[[ INFORMATION PROVIDED open ]]
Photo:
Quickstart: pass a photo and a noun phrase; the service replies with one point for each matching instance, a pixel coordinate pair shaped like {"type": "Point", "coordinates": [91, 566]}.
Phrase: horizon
[[ INFORMATION PROVIDED closed ]]
[[ INFORMATION PROVIDED open ]]
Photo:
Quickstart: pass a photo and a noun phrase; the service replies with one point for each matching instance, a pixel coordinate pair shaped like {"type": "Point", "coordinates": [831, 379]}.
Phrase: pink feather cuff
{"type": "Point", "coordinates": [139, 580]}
[[ INFORMATION PROVIDED closed ]]
If a line of the records above contains the word "with", count it; then give the total and nothing more.

2